* [Extrait du document]
Article 3 : Les anges doivent-ils juger ?

 

          Objection N°1. Il semble que les anges doivent juger (Matth., 25, 31) : Quand le Fils de l’homme sera venu dans sa gloire et tous ses anges avec lui. Or, il s’agit là de son avènement pour le jugement. Il semble donc que les anges jugeront aussi.

          Réponse à l’objection N°1 : Comme on le voit d’après la glose (ord.) ils viendront avec le Christ non pour être les juges, mais pour être les témoins des actes humains, les anges sous la garde desquels les hommes se sont bien ou mal conduits.

 

          Objection N°2. Les ordres des anges tirent leur nom des charges qu’ils exercent. Or, parmi les ordres des anges il y a l’ordre des Trônes, qui paraît appartenir à la puissance judiciaire ; car le trône est le siège du juge, celui du roi et la chaire du docteur. Donc il y a des anges qui jugeront.

          Réponse à l’objection N°2 : Le nom de Trône est attribué aux anges en raison du jugement que Dieu exerce toujours en gouvernant tous les êtres de la manière la plus juste. Ce sont les anges qui exécutent d’une certaine manière et qui promulguent ce jugement. Mais le jugement qui sera porté sur les hommes par le Christ comme homme, demande aussi des hommes pour assesseurs.

 

          Objection N°3. Il a été promis aux saints d’égaler les anges après cette vie (Matth., chap. 22). Si donc les hommes ont le pouvoir de juger, à plus forte raison les anges.

          Réponse à l’objection N°3 : On promet aux hommes d’être les égaux des anges quant à la récompense essentielle. Cependant rien n’empêche qu’on donne aux hommes une récompense accidentelle qu’on n’accorde pas aux anges ; comme on le voit pour l’auréole des vierges et des martyrs. On peut en dire autant de la puissance judiciaire.

 

          Mais au contraire. Il est dit (Jean, 5, 27) que Dieu a donné au Christ la puissance de juger, parce qu’il est Fils de l’homme. Or, les anges ne participent pas à la nature humaine. Ils ne participent donc pas non plus à la puissance judiciaire.

          Il n’appartient pas au même de juger et d’être le ministre du juge. Or, dans ce jugement les anges seront les ministres du juge, selon ces paroles (Matth., 13, 41) : Le Fils de l’homme enverra ses anges qui ramasseront et enlèveront de son royaume tout ce qu’il y aura de scandaleux. Les anges ne jugeront donc pas.

 

          Conclusion Puisque les anges ne participent pas, il ne leur convient pas de juger, mais cela convient au Christ, qui est véritablement homme.

* [Travail à faire]
1. Dans le texte sur le jugement des anges, à quel ordre d'anges l'objection N°2 rattache-t-elle la puissance judiciaire ?
2. Recopiez, dans le texte sur le jugement des anges, tout ce qui va de « Mais au contraire. » jusqu'à « jugeront donc pas. ».
3. Rédigez la suite du texte sur le jugement des anges à partir de sa dernière phrase.

* [Données brutes]
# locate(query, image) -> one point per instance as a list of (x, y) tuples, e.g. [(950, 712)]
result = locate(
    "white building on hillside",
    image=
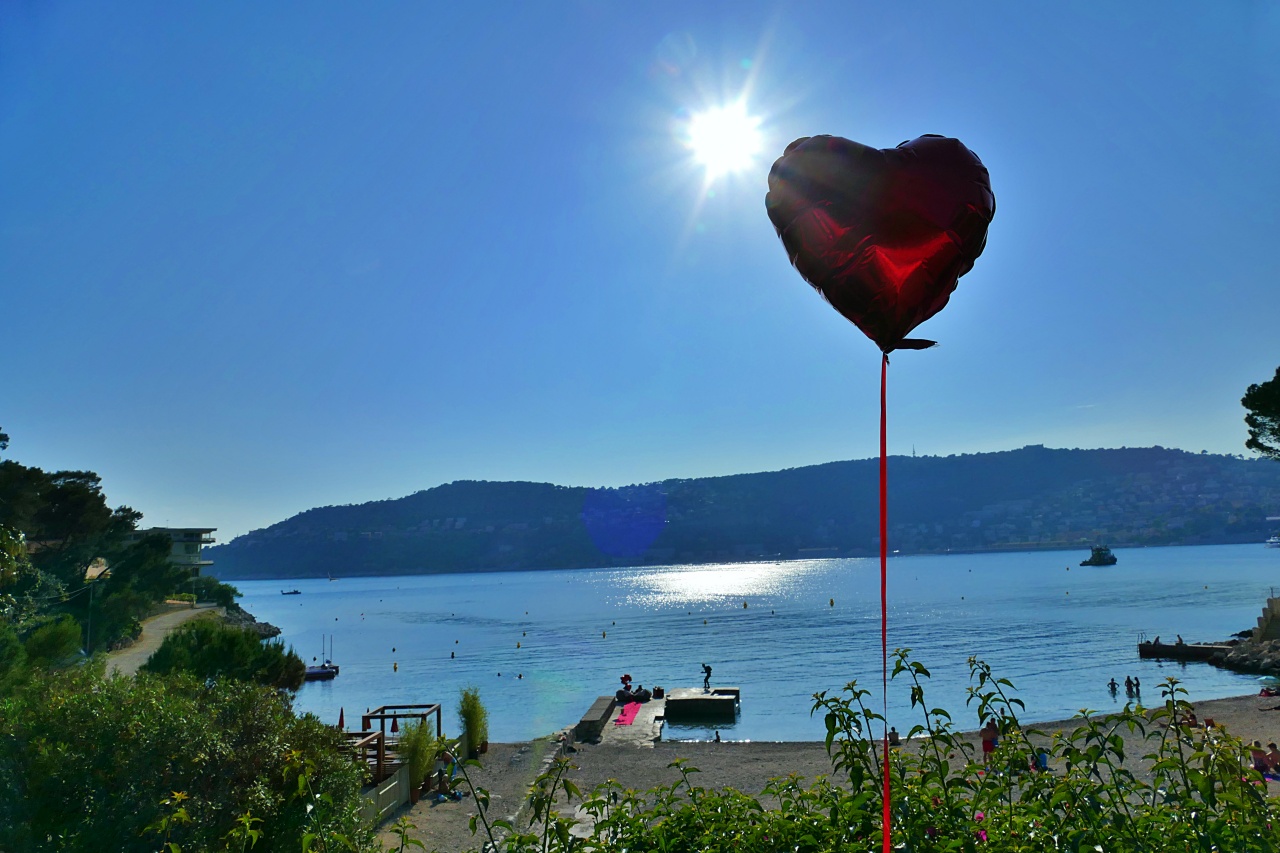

* [Réponses dans l'ordre]
1. À l'ordre des Trônes.

2.
Mais au contraire. Il est dit (Jean, 5, 27) que Dieu a donné au Christ la puissance de juger, parce qu’il est Fils de l’homme. Or, les anges ne participent pas à la nature humaine. Ils ne participent donc pas non plus à la puissance judiciaire.

          Il n’appartient pas au même de juger et d’être le ministre du juge. Or, dans ce jugement les anges seront les ministres du juge, selon ces paroles (Matth., 13, 41) : Le Fils de l’homme enverra ses anges qui ramasseront et enlèveront de son royaume tout ce qu’il y aura de scandaleux. Les anges ne jugeront donc pas.

3.
          Il faut répondre que les assesseurs d’un juge doivent lui ressembler. Or, on attribue au Fils de l’homme la puissance judiciaire, parce qu’il se montrera à tout le monde, aux bons aussi bien qu’aux méchants, selon sa nature humaine, quoique la Trinité tout entière juge par autorité. C’est pourquoi il faut aussi que les assesseurs du juge aient la nature humaine dans laquelle ils puissent être vus par tous les bons et tous les méchants. Et ainsi il ne convient pas aux anges de juger, quoiqu’on puisse dire d’une certaine manière qu’ils jugent, dans le sens qu’ils approuvent la sentence (Saint Bonaventure est du même sentiment (Sent. 4, dist. 47), mais ces deux docteurs n’examinent pas si les bons anges jugeront les mauvais, ce qui paraît probable à plusieurs théologiens.).

 

Article 4 : Les démons exécuteront-ils la sentence du juge sur les damnés ?

 

          Objection N°1. Il semble qu’après le jour du jugement les démons n’exécuteront pas la sentence du juge sur les damnés. Car, d’après saint Paul (1 Cor., 15, 24), toute principauté, toute puissance et toute vertu sera détruite. Toute prééminence cessera donc ; et comme l’exécution de la sentence du juge marque une prééminence, il s’ensuit que les démons n’exécuteront pas la sentence du juge après le jour du jugement.

          Réponse à l’objection N°1 : Cette prééminence que l’on dit que le Christ anéantira dans l’autre vie, doit s’entendre dans le sens de cette prééminence qui existe selon l’état de ce monde, d’après lequel les hommes commandent aux hommes, les anges aux hommes, les anges aux anges, les anges aux démons, les démons aux démons et les démons aux hommes, et tout cela pour mener à la fin pour en éloigner. Mais dans ce moment, lorsque tous les êtres seront parvenus à cette fin, il n’y aura plus de hiérarchie pour éloigner de la fin ou pour y conduire, mais elle aura pour but de conserver les bons ou les méchants dans leur état.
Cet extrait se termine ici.